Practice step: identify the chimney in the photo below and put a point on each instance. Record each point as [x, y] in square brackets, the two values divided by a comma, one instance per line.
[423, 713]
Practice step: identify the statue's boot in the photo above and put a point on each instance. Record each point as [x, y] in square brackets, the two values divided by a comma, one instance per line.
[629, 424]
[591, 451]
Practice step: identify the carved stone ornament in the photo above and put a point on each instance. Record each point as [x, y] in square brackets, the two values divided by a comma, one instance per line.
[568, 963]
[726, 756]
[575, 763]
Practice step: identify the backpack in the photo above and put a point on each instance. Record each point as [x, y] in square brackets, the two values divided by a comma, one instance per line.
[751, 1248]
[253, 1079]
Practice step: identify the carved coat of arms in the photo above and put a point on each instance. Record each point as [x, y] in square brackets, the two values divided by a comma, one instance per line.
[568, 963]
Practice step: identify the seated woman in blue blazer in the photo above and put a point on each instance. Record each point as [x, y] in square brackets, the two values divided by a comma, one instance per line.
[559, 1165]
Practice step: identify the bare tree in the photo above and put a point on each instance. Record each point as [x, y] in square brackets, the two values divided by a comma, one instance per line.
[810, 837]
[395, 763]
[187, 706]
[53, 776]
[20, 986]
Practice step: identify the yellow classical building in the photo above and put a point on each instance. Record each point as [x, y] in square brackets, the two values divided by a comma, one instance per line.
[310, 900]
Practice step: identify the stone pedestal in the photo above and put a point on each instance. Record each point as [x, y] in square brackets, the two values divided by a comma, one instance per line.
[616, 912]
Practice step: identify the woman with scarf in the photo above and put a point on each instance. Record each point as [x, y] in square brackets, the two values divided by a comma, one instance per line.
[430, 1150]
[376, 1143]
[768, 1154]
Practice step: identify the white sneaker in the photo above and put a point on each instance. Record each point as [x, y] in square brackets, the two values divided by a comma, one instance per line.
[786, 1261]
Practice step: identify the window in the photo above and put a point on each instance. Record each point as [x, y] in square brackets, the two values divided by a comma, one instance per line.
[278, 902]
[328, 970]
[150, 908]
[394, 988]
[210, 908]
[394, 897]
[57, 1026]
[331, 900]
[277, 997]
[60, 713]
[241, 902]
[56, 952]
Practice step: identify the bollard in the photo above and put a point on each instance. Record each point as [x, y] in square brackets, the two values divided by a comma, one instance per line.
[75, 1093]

+++++

** REQUIREMENT **
Write the complete data out, exactly as above.

** OUTPUT FOR THIS TASK **
Practice step: identify the chimney in the photo below and put a point on each instance. Record each point as [x, y] in square brackets, the two values divided by a comma, one instance per line.
[423, 713]
Practice step: identify the statue's boot in the photo above and put a point on each instance. Record each point as [x, y] in square brackets, the two values divided by a comma, one instance per line.
[629, 424]
[591, 451]
Practice step: identify the carved stone ornament in the photo above and put a point on each instance. Record each point as [x, y] in square brackets, the two values divided by a comma, one instance per line.
[568, 963]
[726, 756]
[575, 763]
Practice step: identify the backpack in the photo above and put a point on each instance. Record each point as [x, y] in square brackets, the two values divided by a comma, one instance per line.
[751, 1248]
[253, 1079]
Practice step: identify the carved coat of arms in the photo above and put a point on each instance. Record each point as [x, y] in square brackets, the two values divided by a comma, one instance per line.
[568, 963]
Practice step: identify the seated woman in blue blazer in the photo above and put a point on each instance. Record each point as [x, y] in square brackets, the two values divided by a comma, one instance per line.
[559, 1165]
Practice step: identify the bare tree in the photo above and put a point on each instance. Record each point as [x, y] in square brackets, the two values divided by a comma, one instance per line.
[810, 837]
[395, 763]
[187, 706]
[53, 776]
[20, 986]
Practice step: identify the yellow classical building in the photo above and put a point on each instance. Record each point as [x, y] in square brackets, the two values divided by a comma, one instance per line.
[310, 900]
Practice step: identify the stone pedestal in the photo above and put a point on each instance. Record each point as [x, y] in square brackets, the two values divided by a comma, one instance per line.
[616, 912]
Practice step: identify the woman with scarf in the photo above and put a point on each instance. Record each point as [x, y] in square brackets, the two values divided by a comma, one instance per line.
[430, 1150]
[376, 1143]
[768, 1154]
Practice step: identify the white sneaker in the photo above and put a point on each instance. Record each point as [x, y] in square brackets, the two values divided by a comma, one instance per line.
[786, 1261]
Practice step: identify the window in the photo above and put a point on each instance. Record each point as [x, y] in square brackets, the two values divided by a comma, one instance per line.
[278, 902]
[328, 970]
[150, 908]
[394, 988]
[210, 908]
[394, 897]
[57, 1026]
[331, 900]
[277, 997]
[60, 713]
[241, 902]
[56, 952]
Practice step: identify the bollard in the photo above and put a point on each instance. Record each point as [x, y] in square brackets, the two values divided by a comma, one instance per line.
[75, 1093]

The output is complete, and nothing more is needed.